┌─ Material to process

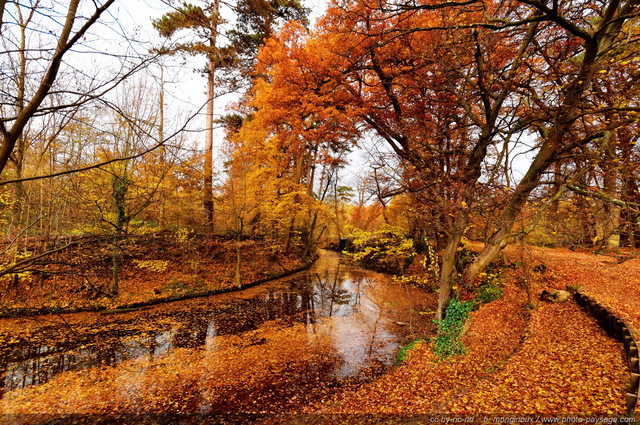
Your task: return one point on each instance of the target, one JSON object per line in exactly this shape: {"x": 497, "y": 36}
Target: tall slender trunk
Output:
{"x": 448, "y": 268}
{"x": 208, "y": 148}
{"x": 120, "y": 187}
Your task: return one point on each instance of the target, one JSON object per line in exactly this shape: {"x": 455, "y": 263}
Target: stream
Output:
{"x": 272, "y": 347}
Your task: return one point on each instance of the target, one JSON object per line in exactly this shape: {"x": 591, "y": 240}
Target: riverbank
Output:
{"x": 269, "y": 350}
{"x": 156, "y": 269}
{"x": 524, "y": 357}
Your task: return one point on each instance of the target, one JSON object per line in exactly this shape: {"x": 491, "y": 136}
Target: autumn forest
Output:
{"x": 224, "y": 259}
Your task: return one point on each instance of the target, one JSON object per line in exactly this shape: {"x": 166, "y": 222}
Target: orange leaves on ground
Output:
{"x": 566, "y": 366}
{"x": 242, "y": 373}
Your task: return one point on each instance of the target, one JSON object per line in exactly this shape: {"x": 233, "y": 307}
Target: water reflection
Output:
{"x": 354, "y": 309}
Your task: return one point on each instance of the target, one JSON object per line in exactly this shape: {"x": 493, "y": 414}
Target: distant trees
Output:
{"x": 256, "y": 20}
{"x": 454, "y": 89}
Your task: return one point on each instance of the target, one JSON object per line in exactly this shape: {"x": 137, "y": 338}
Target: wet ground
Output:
{"x": 279, "y": 346}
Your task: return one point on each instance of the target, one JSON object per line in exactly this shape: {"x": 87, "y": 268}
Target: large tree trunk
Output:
{"x": 448, "y": 268}
{"x": 529, "y": 182}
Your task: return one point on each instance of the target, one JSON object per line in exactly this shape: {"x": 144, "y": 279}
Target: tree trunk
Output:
{"x": 120, "y": 187}
{"x": 448, "y": 269}
{"x": 208, "y": 149}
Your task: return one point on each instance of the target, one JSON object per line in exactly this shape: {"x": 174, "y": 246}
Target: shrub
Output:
{"x": 450, "y": 328}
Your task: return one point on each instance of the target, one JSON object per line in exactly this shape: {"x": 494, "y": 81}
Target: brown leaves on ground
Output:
{"x": 556, "y": 363}
{"x": 155, "y": 267}
{"x": 423, "y": 383}
{"x": 612, "y": 280}
{"x": 566, "y": 366}
{"x": 240, "y": 373}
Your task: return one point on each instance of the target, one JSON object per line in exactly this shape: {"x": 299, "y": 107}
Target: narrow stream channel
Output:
{"x": 319, "y": 328}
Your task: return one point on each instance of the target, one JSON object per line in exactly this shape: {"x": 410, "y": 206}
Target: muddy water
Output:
{"x": 331, "y": 324}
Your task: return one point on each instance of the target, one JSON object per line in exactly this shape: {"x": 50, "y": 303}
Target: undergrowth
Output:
{"x": 450, "y": 328}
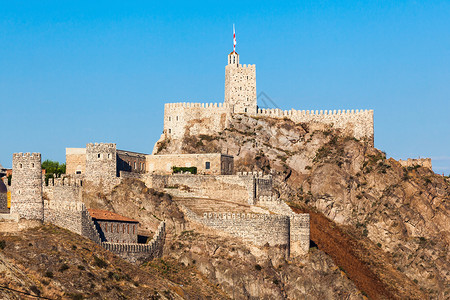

└─

How many lines of the listing above contain the word "trunk"? Reply with the number alone.

Solution to this problem => 3